◆ Document extract:
* Start *

LL-L "Traditions" 2008.05.03 (04) [E]

Lowlands-L List lowlands.list at GMAIL.COM
Sun May 4 20:02:46 UTC 2008


=========================================================================
L O W L A N D S - L  - 04 May 2008 - Volume 01
-------------------------------------------------------------------------
Please set the encoding mode to Unicode (UTF-8).
If viewing this in a web browser, please click on
the html toggle at the bottom of the archived page
and switch your browser's character encoding to Unicode.
=========================================================================

From: Elsie Zinsser <ezinsser at icon.co.za>
Subject: LL-L "Idiomatica" 2008.05.03 (02) [E]

*Hi all,

And welcome to the world, Lorenzo!

I've heard another meaning for "Vom Storch gebissen" when my niece had her
baby son
five months ago:

Willem Fritz was born with a red V-mark on his forehead, which his paternal
family in
Pennsylvania immediately referred to as a 'bite from the stork'. *

*Is this a typical American saying for a non-permanent birth mark or only a
regional thing
originating from the German expression but with a different meaning?*

*Cheers,
Elsie*
*From: Tom Carty <cartyweb at hotmail.com>

Subject: The Way We Say Things...

* End *

◆ Exercise task 1: Please extract the passage of the mailing list message starting at "If viewing this" and ending at "encoding to Unicode.", copying it word for word.

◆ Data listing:
* Start *

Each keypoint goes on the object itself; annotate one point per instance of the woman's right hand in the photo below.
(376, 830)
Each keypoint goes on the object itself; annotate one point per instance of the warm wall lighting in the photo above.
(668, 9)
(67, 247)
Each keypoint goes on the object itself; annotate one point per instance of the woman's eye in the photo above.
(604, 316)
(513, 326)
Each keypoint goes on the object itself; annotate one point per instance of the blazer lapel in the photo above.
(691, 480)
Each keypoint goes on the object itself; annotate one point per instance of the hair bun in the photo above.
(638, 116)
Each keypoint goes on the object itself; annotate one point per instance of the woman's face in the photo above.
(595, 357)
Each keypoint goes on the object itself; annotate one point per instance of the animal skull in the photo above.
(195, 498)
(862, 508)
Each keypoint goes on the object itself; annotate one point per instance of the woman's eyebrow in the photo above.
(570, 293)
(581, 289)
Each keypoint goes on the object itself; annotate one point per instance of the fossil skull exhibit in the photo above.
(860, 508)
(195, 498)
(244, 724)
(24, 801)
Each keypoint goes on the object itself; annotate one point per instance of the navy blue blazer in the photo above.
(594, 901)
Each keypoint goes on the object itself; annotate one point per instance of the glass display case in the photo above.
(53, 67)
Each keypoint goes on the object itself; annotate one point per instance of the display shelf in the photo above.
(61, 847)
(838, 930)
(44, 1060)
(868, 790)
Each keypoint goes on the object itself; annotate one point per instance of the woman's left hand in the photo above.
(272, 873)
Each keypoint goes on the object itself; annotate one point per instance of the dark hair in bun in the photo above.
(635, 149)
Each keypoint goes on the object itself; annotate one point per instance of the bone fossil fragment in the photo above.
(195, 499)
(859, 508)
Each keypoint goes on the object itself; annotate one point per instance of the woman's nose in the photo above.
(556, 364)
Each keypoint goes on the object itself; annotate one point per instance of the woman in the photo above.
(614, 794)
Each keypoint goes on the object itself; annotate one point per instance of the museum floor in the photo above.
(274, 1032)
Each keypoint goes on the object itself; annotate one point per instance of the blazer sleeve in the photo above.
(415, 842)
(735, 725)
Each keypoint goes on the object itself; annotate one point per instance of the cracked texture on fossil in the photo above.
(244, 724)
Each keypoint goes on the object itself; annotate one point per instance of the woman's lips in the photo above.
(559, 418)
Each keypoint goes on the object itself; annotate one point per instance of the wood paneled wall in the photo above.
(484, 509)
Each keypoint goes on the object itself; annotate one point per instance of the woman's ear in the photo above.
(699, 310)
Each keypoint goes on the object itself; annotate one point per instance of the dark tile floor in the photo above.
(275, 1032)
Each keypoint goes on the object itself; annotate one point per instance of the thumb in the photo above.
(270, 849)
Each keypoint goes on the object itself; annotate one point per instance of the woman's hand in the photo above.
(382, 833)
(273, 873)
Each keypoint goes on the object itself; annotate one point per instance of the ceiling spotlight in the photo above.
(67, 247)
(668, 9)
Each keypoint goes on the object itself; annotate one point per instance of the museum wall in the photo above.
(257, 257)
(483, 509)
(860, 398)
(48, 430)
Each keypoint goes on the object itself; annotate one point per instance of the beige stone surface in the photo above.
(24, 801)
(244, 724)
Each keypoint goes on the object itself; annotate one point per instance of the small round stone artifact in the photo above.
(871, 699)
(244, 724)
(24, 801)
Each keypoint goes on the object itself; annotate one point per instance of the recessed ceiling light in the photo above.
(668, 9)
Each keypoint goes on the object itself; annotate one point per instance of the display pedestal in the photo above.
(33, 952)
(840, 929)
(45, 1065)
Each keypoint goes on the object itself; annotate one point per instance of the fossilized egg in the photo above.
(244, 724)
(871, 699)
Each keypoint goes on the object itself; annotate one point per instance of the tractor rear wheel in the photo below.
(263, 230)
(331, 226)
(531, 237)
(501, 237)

* End *

◆ Exercise task 2: Pick out every line of the entries that contains the string "stone", matching its case exactly.

◆ Task response 1:
If viewing this in a web browser, please click on
the html toggle at the bottom of the archived page
and switch your browser's character encoding to Unicode.

◆ Task response 2:
Each keypoint goes on the object itself; annotate one point per instance of the beige stone surface in the photo above.
Each keypoint goes on the object itself; annotate one point per instance of the small round stone artifact in the photo above.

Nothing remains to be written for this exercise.